Study text.
..............................

Richard Goulding outside court.
Richard Goulding outside court.

Family pooled cash to help pained mum buy pot

A FAMILY whose wife and mother suffers health problems "pooled" their money to buy regular deals of marijuana to help her pain.

Bundaberg Magistrates Court heard former commercial fisherman Richard Goulding bought a pound of marijuana every six weeks for $2600 from a seller in Childers.

But magistrate Belinda Merrin was also told by police the marijuana was being consumed by Goulding's two eldest sons.

Goulding, who says he doesn't use marijuana, although he had tried it, admitted that he sells to a mate to help cover the costs.

The family hope their mother will be approved for use of medicinal cannabis when Queensland legislation allows.

Goulding, 47, of Burnett Heads, pleaded guilty to possession of dangerous drugs schedule 2 drug quantity of or exceeding schedule 3 on July 6; supplying drugs; and having drug utensils (scales and water pipe) used in a drug offence.

Prosecutor, Senior Constable Grant Klaassen said when police went to his house Goulding took officers to a garden shed where a drug utensil was, and to laundry where 600 grams of cannabis leaf was stored.

"He says he has several family and friends at the house and all pool their money together. He drives to Childers every six weeks and buys a pound of cannabis for $2600," Snr Cnst Klaassen said.

"He says he doesn't sell it to family but buys in bulk. He sells one ounce of cannabis every two weeks to a friend.

"He's been doing this, buying a pound every six weeks for four years now."

Snr Cnst Klaassen said the charges were serious but Goulding had no prior drug convictions.

Defence lawyer John Dodd said that in some ways the matter was "quite sad".

"He thought he had to break the law to help his wife. She is in a lot of pain and marijuana can help it," Mr Dodd said.

"He did sell to a friend to help finance his wife's treatment."

Mr Dodd said Goulding's wife was on the list for approval for the medical marijuana process but must first be approved by a doctor then referred to a neurologist to give approval. However, the treatment would likely cost $3000 a month.

He said the personal references before the magistrate speak very highly of Goulding.

"He did do something wrong but it's really hard to know how far a person can go to help a partner," Mr Dodd said.

However, Ms Merrin said Goulding (in facts before the court) made admissions to police of on-selling to a friend for four years before his wife was diagnosed in 2016.

Mr Dodd said Goulding did not recall saying that and there may have been a misunderstanding.

Ms Merrin said he also told police that a number of family and friends at the house contributed the $2600.

"Does that involve his teenage sons," she enquired.

"Yes. The 21-year-old and the 19-year-old," he said.

"Everyone is chipping in to help."

Mr Dodd said Goulding had been a commercial fisherman who had suffered a heart attack and is now his wife's fulltime carer and on a carer's pension so money was tight.

He had sold his fishing vessel and been also living off the proceeds and had to do a lot of modifications to their house.

Ms Merrin took into account it was his first criminal offence, saying he had significantly co-operated with police and made admissions.

"I've been told you were motivated by your wife's significant serious medical condition and did access cannabis to assist her," Ms Merrin said.

"References say you are very hard working man and very committed to your family and wife.

"And had to deal with significant issues, both your wife and your own ill health. Medicinal cannabis is very different to what you have been accessing."

She fined Goulding $1000 and did not record a conviction.

..............................

Data supplied.
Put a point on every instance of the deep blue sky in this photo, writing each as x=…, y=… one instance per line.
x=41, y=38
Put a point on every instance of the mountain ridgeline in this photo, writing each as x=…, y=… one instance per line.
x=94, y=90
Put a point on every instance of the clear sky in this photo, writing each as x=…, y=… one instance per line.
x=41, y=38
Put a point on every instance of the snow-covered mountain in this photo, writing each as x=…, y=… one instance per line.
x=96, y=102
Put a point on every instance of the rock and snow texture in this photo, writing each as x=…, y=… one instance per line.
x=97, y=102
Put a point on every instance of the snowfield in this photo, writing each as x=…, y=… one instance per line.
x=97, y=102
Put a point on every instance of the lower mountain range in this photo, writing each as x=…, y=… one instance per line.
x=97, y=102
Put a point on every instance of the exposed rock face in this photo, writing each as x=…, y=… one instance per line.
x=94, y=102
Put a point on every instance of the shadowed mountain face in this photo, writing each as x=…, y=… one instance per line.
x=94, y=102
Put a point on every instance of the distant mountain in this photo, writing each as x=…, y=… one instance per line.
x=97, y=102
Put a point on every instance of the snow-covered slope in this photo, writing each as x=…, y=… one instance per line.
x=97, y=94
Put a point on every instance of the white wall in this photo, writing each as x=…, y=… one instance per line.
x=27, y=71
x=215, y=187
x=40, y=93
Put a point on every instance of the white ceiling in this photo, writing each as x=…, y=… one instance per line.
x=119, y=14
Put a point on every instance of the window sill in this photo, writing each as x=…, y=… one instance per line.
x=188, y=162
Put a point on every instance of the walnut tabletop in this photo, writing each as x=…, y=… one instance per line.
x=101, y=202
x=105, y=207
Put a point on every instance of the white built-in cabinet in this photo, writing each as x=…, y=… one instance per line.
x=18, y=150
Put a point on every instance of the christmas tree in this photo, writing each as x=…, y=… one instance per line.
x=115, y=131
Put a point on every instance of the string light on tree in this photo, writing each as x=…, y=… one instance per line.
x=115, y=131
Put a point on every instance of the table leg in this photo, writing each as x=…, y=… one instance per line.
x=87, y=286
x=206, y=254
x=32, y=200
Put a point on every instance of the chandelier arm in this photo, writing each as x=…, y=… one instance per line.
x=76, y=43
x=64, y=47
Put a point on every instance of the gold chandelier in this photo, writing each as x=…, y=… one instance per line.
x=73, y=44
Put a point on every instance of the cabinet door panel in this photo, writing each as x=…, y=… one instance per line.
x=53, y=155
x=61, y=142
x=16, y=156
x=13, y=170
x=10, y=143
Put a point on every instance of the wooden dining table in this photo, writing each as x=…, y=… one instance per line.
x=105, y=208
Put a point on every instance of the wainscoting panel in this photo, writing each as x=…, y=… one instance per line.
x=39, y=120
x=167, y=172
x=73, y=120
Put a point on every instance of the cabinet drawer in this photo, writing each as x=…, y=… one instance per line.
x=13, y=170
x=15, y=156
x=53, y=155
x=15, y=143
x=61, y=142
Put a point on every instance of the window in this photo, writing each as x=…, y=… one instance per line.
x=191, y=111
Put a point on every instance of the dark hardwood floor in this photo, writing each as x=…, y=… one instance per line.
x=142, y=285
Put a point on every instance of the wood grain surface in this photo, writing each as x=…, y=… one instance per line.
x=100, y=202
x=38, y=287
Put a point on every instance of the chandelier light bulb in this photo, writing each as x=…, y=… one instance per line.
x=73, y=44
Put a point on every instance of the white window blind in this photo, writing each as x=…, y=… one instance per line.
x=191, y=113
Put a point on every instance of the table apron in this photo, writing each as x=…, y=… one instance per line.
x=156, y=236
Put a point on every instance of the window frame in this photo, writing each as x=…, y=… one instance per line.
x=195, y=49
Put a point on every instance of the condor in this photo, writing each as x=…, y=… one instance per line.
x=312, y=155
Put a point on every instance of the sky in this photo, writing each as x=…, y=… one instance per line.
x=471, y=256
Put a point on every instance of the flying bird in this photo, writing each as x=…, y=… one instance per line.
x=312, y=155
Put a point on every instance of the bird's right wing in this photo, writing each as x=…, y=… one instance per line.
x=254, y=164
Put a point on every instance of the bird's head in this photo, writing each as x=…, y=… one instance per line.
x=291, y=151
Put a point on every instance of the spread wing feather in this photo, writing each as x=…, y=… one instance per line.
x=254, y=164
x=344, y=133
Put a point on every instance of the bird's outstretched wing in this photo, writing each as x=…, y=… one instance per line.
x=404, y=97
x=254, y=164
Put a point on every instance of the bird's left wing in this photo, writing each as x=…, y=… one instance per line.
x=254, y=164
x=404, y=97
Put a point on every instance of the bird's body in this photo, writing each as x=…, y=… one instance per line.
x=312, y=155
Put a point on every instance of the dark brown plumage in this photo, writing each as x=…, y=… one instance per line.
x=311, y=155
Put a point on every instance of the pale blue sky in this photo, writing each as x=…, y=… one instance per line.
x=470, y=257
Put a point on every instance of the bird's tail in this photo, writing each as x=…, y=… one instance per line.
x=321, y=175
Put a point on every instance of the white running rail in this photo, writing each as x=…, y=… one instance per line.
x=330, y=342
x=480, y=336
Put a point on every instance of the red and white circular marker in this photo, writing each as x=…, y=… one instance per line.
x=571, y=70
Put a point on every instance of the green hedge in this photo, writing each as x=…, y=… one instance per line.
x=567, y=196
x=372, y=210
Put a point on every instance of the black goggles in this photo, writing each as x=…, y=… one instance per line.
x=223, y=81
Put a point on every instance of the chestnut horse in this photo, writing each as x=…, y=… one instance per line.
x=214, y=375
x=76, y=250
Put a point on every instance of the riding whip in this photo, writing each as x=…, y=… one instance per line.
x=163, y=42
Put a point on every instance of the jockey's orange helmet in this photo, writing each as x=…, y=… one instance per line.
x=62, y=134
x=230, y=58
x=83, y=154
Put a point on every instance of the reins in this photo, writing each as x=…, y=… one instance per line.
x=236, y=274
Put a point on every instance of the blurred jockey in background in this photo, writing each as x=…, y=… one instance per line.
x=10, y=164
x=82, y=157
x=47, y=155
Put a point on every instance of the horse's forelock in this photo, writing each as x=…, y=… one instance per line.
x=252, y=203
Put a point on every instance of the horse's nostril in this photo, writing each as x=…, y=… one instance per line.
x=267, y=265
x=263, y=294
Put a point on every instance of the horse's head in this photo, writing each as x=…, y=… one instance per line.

..............................

To do.
A: Write out the court report from "The family hope" up to and including "to a friend.", switching "garden shed" to "garage".
B: According to the court report, how much did Goulding pay for a pound of marijuana?
Answer using only the court report.

Solutions to the tasks.
A:
The family hope their mother will be approved for use of medicinal cannabis when Queensland legislation allows.

Goulding, 47, of Burnett Heads, pleaded guilty to possession of dangerous drugs schedule 2 drug quantity of or exceeding schedule 3 on July 6; supplying drugs; and having drug utensils (scales and water pipe) used in a drug offence.

Prosecutor, Senior Constable Grant Klaassen said when police went to his house Goulding took officers to a garage where a drug utensil was, and to laundry where 600 grams of cannabis leaf was stored.

"He says he has several family and friends at the house and all pool their money together. He drives to Childers every six weeks and buys a pound of cannabis for $2600," Snr Cnst Klaassen said.

"He says he doesn't sell it to family but buys in bulk. He sells one ounce of cannabis every two weeks to a friend.

B: $2600